(Activity): According to the mRNA answer key, what do the boxes in the gene diagram for question 6 represent?

(Exercise text):
───

NOTE: I did not remove any points for not including the poly A tail
or the additional DNA nucleotides in your answer.
5. Illustrate or describe in words the structure of the 5’ cap on eukaryotic
mRNAs. (6 pts)
Figure 4-13 on page 113 shows the structure.
6. Below is a diagram of a gene that produces one form of mRNA in skeletal
muscle cells and a different form in cardiac muscle cells. The arrows indicate
potential cleavage and polyadenylation sequences and the boxes are possible
introns. Describe how such a gene could produce two different mRNAs. (8
pts)
In one cell type the first cleavage and polyadenylation signal could be masked and the transcription would cleave and polyadenylate at the second site. This would produce a transcript with two normal introns which would be removed and the exons connected. This would give rise to one form of protein.
In the second cell the first cleavage and polyadenylation signal is not obscured and is therefore used, eliminating any further transcription. Therefore there would be no normal introns left and the transcript would include all sequences up to the first cleavage signal (nucleotides that would otherwise be part of the first intron). When translated, this would make a different form of protein.

───

(Material supplied):

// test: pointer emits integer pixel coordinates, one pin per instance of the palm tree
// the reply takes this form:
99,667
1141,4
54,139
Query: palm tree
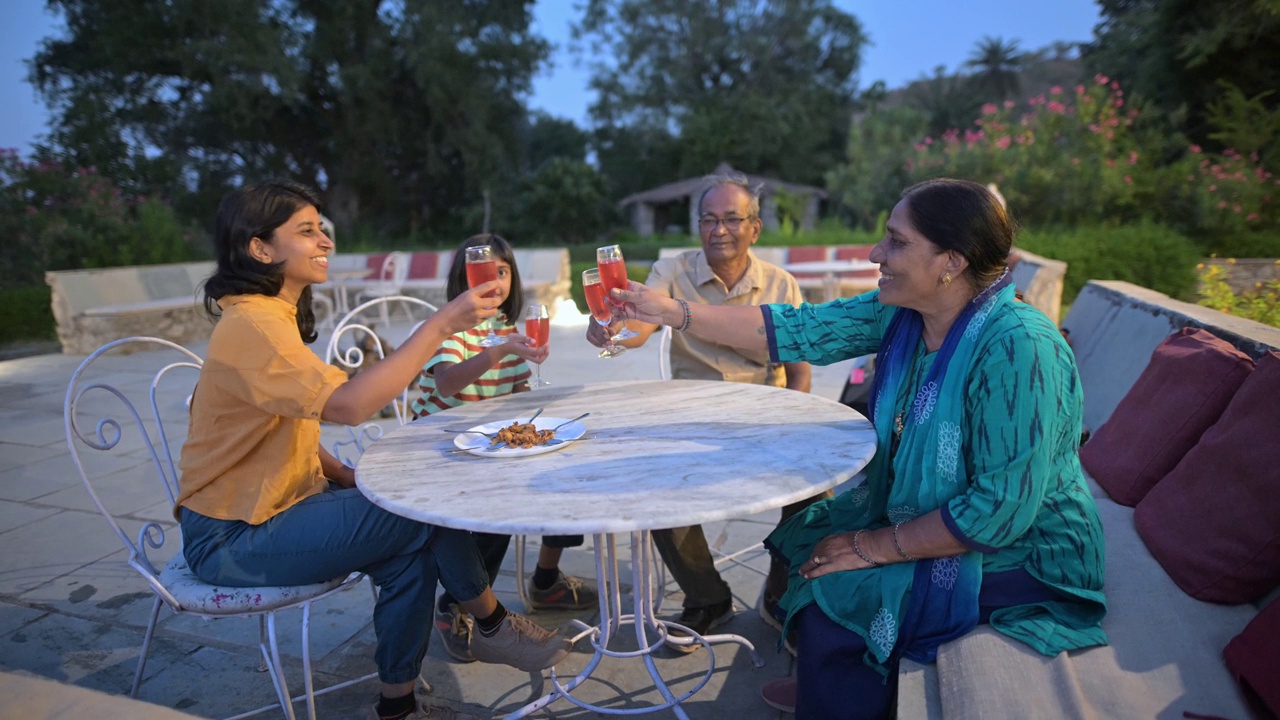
997,64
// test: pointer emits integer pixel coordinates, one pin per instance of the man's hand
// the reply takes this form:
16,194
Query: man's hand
640,302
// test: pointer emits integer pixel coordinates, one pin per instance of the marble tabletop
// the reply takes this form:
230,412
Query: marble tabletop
659,454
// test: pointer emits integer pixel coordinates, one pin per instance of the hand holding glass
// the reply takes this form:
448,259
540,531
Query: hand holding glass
538,328
613,274
481,268
599,306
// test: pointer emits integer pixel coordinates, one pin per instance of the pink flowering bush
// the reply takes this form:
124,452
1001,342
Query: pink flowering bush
55,218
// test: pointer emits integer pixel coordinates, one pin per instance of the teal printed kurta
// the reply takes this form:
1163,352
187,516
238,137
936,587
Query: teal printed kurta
1019,496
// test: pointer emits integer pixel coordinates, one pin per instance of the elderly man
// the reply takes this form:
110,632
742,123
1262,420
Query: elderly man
722,273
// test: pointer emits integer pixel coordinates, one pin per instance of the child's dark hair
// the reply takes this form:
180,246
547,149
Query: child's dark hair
254,212
515,302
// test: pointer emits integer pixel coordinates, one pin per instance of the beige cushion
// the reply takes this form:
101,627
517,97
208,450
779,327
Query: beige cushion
1165,655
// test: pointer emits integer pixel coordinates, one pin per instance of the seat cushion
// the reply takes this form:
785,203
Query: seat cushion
1214,523
1253,659
197,596
1162,659
1189,381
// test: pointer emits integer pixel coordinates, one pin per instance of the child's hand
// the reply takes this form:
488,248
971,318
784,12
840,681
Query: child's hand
470,309
522,346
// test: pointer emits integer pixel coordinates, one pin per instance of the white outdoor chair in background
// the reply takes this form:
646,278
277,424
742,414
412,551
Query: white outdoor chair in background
389,281
353,343
123,420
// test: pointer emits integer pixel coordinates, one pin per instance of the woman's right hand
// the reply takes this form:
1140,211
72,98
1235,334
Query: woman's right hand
469,309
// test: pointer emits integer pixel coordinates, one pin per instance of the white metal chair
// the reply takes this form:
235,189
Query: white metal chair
129,417
352,343
389,281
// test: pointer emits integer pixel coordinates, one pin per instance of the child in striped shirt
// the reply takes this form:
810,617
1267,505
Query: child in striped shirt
465,372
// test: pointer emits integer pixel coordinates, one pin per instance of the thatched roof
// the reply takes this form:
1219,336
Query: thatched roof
684,188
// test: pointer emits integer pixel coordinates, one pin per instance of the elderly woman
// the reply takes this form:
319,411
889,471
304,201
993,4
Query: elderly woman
974,509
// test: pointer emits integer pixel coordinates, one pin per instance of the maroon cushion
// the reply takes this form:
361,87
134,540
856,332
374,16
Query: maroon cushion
1191,378
1253,657
1214,523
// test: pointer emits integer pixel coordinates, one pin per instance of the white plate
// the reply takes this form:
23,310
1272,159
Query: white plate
476,443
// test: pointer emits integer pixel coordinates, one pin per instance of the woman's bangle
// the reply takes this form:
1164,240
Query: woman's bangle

───

(Reply to the task): They are possible introns.